# [YOUR INSTRUCTIONS]
The finished copy must match the records exactly, except that it contains no pictures.

# [SOURCE DATA]

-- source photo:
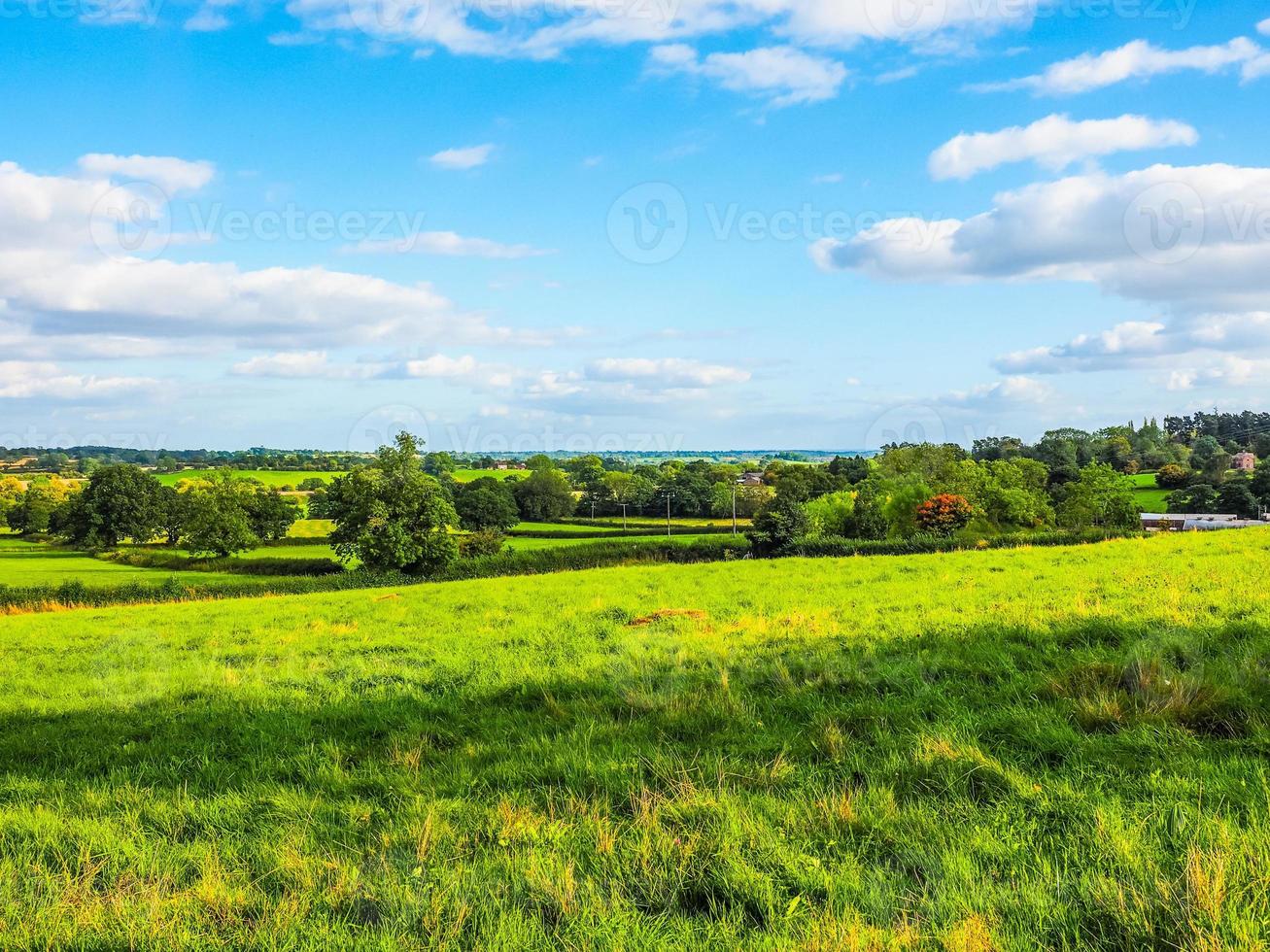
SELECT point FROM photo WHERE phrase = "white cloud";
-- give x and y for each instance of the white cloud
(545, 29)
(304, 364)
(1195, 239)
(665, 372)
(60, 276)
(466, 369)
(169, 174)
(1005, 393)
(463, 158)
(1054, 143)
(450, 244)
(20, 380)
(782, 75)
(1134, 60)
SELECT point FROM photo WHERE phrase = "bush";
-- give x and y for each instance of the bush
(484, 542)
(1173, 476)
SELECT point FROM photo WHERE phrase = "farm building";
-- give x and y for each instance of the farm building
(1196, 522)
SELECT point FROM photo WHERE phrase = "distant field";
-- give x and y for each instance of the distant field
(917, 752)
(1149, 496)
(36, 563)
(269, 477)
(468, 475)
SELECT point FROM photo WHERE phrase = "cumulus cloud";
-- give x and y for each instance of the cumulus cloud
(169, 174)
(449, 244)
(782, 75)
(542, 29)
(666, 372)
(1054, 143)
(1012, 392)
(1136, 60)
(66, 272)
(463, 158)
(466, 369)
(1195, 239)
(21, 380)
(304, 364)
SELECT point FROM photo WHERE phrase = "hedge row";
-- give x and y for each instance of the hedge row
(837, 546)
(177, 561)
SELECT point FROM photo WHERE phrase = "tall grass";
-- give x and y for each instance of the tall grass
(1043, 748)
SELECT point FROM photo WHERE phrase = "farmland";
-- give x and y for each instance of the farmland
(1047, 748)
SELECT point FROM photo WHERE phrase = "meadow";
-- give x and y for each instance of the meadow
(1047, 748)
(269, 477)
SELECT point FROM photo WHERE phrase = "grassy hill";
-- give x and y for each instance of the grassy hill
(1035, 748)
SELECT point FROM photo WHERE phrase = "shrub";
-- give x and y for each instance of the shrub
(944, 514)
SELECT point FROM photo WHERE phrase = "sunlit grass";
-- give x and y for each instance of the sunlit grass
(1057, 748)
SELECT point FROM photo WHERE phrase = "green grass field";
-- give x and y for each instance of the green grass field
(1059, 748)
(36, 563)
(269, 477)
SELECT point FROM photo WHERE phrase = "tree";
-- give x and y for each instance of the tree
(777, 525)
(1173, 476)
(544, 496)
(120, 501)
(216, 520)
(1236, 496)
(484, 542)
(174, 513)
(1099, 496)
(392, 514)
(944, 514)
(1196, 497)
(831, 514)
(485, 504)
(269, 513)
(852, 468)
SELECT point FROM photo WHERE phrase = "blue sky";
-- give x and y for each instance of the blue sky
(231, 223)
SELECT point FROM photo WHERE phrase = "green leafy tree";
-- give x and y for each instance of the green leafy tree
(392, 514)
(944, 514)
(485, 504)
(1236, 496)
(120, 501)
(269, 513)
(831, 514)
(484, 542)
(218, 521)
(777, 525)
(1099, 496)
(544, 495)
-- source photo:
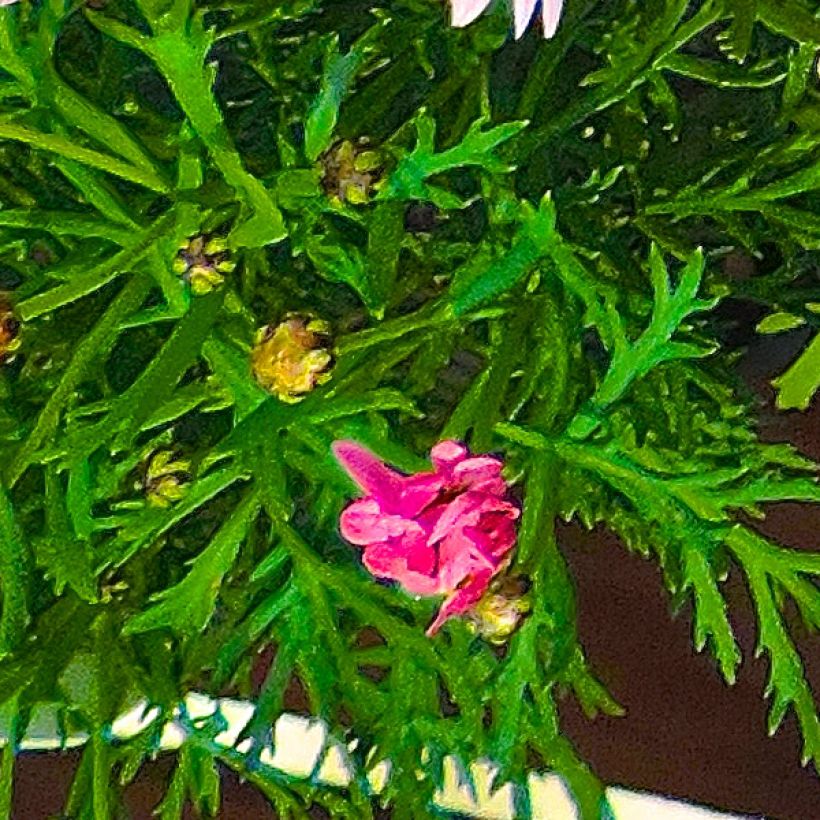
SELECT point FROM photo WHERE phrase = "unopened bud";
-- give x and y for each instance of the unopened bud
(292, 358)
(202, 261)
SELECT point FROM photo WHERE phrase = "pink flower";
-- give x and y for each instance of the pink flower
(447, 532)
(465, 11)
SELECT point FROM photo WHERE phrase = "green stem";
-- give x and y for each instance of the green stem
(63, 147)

# [RESPONSE TO THE EXERCISE]
-- source photo:
SELECT point FROM photo WHERE phrase = "white cloud";
-- give x and y for each instance of the white cloud
(545, 29)
(304, 364)
(1195, 239)
(665, 372)
(60, 276)
(466, 369)
(169, 174)
(1005, 393)
(463, 158)
(1054, 143)
(450, 244)
(20, 380)
(782, 75)
(1134, 60)
SELECT point FROM photo WHERE phrase = "bush";
-- give x and y for each instance of the bush
(484, 542)
(1173, 476)
SELECT point FROM photo WHERE phrase = "farm building";
-- give x and y for each instance of the farm building
(1196, 522)
SELECT point FROM photo WHERE phrase = "distant field";
-- give x and y for each instance of the distant field
(917, 752)
(1149, 496)
(36, 563)
(269, 477)
(468, 475)
SELECT point FROM photo WHERE phrase = "cumulus cloud";
-- give x and y for each instance of the cumulus cloud
(169, 174)
(449, 244)
(782, 75)
(542, 29)
(666, 372)
(1054, 143)
(1012, 392)
(1136, 60)
(66, 272)
(463, 158)
(466, 369)
(1195, 239)
(21, 380)
(304, 364)
SELECT point FROM photo WHERE phrase = "hedge row";
-- give x and y for each instance of the hedge row
(837, 546)
(177, 561)
SELECT point FROM photo WHERE phrase = "tall grass";
-- give x and y for each instance of the tall grass
(1043, 748)
SELECT point FROM photo WHERE phrase = "farmland";
-- give x and y for each instance of the farmland
(1047, 748)
SELECT point FROM photo WHERE phrase = "meadow";
-- give x and y for each instance of the meadow
(1047, 748)
(269, 477)
SELECT point FROM photo WHERE phrase = "grassy hill";
-- give x and y for each instance of the grassy hill
(1035, 748)
SELECT point FROM photo WHERE phrase = "shrub";
-- give x and y for each instance of the shrub
(944, 514)
SELECT point FROM photo WHERE phrase = "sunlit grass";
-- give x and y for each instance of the sunlit grass
(1057, 748)
SELECT point FROM photo WHERE phrase = "green grass field";
-- give x and y for each instance of the green grass field
(1059, 748)
(36, 563)
(269, 477)
SELECT point FROM photo WHERE phrase = "tree";
-- give x and y for each instance of the tree
(777, 525)
(1173, 476)
(544, 496)
(120, 501)
(216, 520)
(1236, 496)
(484, 542)
(174, 513)
(1099, 496)
(392, 514)
(944, 514)
(1196, 497)
(831, 514)
(485, 504)
(269, 513)
(852, 468)
SELECT point FROM photo WHERE phrase = "blue sky";
-- give x and y for each instance of the blue sky
(231, 223)
SELECT point FROM photo WHERE phrase = "green leafy tree";
-- give x and y for each instance of the green leafy tree
(392, 514)
(944, 514)
(485, 504)
(1236, 496)
(120, 501)
(269, 513)
(831, 514)
(484, 542)
(218, 521)
(777, 525)
(1099, 496)
(544, 495)
-- source photo:
SELECT point FROM photo WHERE phrase = "unopened bud";
-- give x and y for each instance of the unopened bud
(292, 358)
(202, 261)
SELECT point FROM photo WHERE phrase = "pink flower";
-- give x and y for each instance of the pink flower
(447, 532)
(465, 11)
SELECT point FROM photo WHERE phrase = "green stem";
-- give x and y for each instance of the green stem
(63, 147)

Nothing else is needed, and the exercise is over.